• [Instructions for the task]
Could you return all of the listing below exactly, please?

• [Data provided]
>>
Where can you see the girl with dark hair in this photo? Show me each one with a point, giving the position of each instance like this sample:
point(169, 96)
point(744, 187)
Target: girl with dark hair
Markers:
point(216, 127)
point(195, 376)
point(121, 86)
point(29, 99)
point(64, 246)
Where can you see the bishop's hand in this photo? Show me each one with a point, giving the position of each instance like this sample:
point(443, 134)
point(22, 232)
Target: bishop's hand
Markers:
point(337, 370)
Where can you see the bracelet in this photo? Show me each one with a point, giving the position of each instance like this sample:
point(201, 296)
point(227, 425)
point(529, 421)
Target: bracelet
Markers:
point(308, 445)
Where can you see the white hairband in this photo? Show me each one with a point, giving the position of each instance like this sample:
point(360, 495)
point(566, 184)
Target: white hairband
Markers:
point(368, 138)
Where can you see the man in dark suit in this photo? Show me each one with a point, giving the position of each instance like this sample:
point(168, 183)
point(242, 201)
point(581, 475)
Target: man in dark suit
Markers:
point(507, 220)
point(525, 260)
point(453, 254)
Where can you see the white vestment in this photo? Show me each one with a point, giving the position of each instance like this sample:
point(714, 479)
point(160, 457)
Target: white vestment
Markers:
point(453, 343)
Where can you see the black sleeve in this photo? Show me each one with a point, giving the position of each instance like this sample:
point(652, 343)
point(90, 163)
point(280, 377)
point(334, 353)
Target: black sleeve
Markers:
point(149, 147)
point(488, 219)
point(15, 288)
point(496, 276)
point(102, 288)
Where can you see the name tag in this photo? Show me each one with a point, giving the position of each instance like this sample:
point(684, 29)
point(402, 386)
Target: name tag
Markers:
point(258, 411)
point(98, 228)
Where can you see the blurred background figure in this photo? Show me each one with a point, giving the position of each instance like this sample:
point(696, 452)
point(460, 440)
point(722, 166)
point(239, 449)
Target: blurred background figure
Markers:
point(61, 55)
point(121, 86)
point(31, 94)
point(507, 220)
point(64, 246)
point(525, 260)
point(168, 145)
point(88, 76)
<<
• [Written reply]
Where can you see the girl with dark hair in this photo? Show me each one with a point, giving the position of each instance like this sample:
point(169, 96)
point(744, 187)
Target: girl with dark hair
Markers:
point(216, 127)
point(195, 376)
point(121, 86)
point(29, 99)
point(64, 246)
Where can you see the bishop's hand in this photo? Show me each one with a point, giving the position of each instance like this sample:
point(443, 134)
point(22, 232)
Target: bishop's hand
Markers:
point(337, 370)
Where can you see the bracelet in this photo? Show me each one with a point, giving the position of each instance like this sample:
point(201, 296)
point(227, 425)
point(529, 421)
Target: bracelet
Markers:
point(308, 445)
Where can you see the white hairband in this photo? Show me each one with a point, giving the position of each instance like this sample:
point(360, 495)
point(566, 184)
Target: white hairband
Markers:
point(368, 138)
Where can you see the man in dark suit in this photo? Show me each one with a point, giving the position of each instance like this sample:
point(168, 183)
point(242, 201)
point(581, 475)
Target: man in dark suit
Markers:
point(507, 220)
point(525, 260)
point(453, 254)
Where can you see the white vestment in this photo? Show me each one with a point, giving the position of each instance like this sample:
point(714, 479)
point(160, 457)
Target: white vestment
Markers:
point(453, 343)
Where can you see the black sleeve in this photo? Show me each one with a point, giving the position of each instance like this sample:
point(652, 343)
point(90, 163)
point(280, 377)
point(334, 353)
Target: black sleeve
Markers:
point(149, 147)
point(488, 219)
point(15, 288)
point(496, 276)
point(102, 288)
Where can you see the name tag in this photo? Show me each one with a point, giving the position of each instance like this sample:
point(684, 29)
point(402, 386)
Target: name tag
Markers:
point(258, 411)
point(98, 228)
Where can you see the blurred background figure in this photo? Show me each one with a point, giving the position of each instance like this sample:
point(696, 452)
point(460, 440)
point(722, 166)
point(239, 449)
Target: blurred background figure
Markers:
point(61, 55)
point(121, 86)
point(31, 94)
point(507, 220)
point(64, 246)
point(525, 260)
point(168, 145)
point(88, 76)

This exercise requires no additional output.